### Exercise description
Continue the text about Richard "Dimples" Fields from its last sentence.

### Text
Background information
- Born: March 21, 1942 New Orleans, Louisiana, U.S.
- Died: January 12, 2000 (aged 57) Novato, California, U.S.
- Genres: R&B; soul;
- Occupations: Singer; songwriter; producer;
- Instruments: Vocals
- Years active: 1973–2000
- Labels: Boardwalk; RCA; Columbia;

= Richard "Dimples" Fields =

American singer (1942–2000)

Richard "Dimples" Fields (March 21, 1942 – January 12, 2000) was an American R&B and soul singer, popular during the 1980s.

==Career==
Richard "Dimples" Fields was born in New Orleans, Louisiana. He attended Greenville Park School in Hammond, Louisiana. At the age of 9, he moved to Oakland, California with his family.

### Extracted information
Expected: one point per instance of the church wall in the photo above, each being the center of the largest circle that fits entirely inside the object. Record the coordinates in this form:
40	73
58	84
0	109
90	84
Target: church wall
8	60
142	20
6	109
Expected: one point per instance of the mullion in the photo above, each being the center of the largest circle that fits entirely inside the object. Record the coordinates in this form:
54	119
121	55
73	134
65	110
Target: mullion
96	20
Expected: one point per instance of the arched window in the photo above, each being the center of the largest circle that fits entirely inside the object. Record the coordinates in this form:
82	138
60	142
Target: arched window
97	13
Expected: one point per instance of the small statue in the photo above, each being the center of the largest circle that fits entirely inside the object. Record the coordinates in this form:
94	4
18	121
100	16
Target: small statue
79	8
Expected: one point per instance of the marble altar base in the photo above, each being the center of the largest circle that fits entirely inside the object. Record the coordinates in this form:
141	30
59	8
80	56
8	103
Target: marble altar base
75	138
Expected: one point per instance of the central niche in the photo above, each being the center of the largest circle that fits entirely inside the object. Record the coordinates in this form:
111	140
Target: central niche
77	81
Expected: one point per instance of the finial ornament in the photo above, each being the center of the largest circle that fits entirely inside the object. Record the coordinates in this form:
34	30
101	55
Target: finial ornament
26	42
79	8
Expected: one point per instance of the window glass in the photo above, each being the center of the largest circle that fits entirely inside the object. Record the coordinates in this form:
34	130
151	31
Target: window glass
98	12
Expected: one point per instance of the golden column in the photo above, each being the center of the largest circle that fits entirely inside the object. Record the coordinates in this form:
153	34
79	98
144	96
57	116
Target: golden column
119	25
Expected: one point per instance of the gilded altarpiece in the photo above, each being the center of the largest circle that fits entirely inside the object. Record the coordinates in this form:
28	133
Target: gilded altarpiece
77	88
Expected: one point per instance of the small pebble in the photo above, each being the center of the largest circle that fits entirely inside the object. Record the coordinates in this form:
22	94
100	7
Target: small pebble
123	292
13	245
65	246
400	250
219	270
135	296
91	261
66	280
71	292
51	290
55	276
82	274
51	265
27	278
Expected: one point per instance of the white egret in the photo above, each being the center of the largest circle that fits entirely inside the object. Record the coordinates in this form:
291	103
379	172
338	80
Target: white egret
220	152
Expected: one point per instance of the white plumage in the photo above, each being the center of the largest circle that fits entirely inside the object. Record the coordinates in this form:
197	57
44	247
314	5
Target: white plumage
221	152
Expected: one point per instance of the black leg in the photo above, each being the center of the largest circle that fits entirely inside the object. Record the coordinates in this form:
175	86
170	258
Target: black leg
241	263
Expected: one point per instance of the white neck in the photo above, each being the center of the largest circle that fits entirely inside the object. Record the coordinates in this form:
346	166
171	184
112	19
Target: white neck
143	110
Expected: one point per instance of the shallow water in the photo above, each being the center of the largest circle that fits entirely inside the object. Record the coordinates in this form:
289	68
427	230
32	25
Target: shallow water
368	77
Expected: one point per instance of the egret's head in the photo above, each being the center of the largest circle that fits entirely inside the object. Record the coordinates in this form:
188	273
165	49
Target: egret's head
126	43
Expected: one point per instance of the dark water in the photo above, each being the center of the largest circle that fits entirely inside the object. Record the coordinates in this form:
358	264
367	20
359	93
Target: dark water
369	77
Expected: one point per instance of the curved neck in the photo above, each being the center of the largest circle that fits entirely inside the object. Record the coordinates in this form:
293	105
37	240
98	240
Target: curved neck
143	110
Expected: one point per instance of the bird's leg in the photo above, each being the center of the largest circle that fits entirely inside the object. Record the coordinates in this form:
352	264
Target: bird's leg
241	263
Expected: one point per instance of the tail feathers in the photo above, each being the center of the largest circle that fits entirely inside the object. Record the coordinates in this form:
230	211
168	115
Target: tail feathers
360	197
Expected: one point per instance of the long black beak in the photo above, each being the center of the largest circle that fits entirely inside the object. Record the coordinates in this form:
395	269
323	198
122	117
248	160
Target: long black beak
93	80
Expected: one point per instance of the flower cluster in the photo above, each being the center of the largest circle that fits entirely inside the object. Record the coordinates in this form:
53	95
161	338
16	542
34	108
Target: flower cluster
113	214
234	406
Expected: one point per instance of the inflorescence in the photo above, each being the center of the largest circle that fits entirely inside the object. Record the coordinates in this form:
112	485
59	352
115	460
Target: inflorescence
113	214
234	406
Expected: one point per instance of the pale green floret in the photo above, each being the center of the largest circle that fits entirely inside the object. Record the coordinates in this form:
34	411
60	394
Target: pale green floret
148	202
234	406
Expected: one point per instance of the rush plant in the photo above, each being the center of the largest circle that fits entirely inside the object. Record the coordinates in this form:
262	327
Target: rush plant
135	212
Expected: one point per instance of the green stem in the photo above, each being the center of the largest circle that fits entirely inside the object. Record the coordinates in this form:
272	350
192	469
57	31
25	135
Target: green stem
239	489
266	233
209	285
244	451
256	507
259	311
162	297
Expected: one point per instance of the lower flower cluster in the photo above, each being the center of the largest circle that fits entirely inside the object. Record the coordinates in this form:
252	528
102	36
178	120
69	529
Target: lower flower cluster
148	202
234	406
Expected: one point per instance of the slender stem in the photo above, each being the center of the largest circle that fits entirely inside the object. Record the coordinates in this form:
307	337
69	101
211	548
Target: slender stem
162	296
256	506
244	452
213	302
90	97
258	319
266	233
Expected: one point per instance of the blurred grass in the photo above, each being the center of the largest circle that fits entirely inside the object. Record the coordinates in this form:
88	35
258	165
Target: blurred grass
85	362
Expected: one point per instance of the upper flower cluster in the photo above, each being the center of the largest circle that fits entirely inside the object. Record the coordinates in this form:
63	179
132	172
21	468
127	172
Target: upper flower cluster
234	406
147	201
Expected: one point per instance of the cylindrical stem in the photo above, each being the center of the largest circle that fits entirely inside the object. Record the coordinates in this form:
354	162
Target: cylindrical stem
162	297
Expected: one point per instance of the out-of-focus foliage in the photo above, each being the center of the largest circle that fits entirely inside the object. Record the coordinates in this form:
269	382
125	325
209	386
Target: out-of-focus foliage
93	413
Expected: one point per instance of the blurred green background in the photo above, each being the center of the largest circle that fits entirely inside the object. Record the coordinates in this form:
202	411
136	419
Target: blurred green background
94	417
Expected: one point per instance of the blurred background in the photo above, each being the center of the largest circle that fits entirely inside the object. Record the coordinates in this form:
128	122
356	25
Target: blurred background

### Response for this exercise
Field began singing professionally in the early 1970s, purchasing an Oakland cabaret, the Cold Duck Music Lounge, where he headlined. He took his nickname, "Dimples", from a female admirer who remarked that he was always smiling. He began recording for his own DRK label, before signing to Boardwalk Records in 1981. His first minor hit was a cover of The Penguins' "Earth Angel" that year. His first album for Boardwalk also featured the track "She's Got Papers On Me", the lament of a married man wanting his mistress, which was interrupted by his wife, played by Betty Wright, setting out her view of the situation.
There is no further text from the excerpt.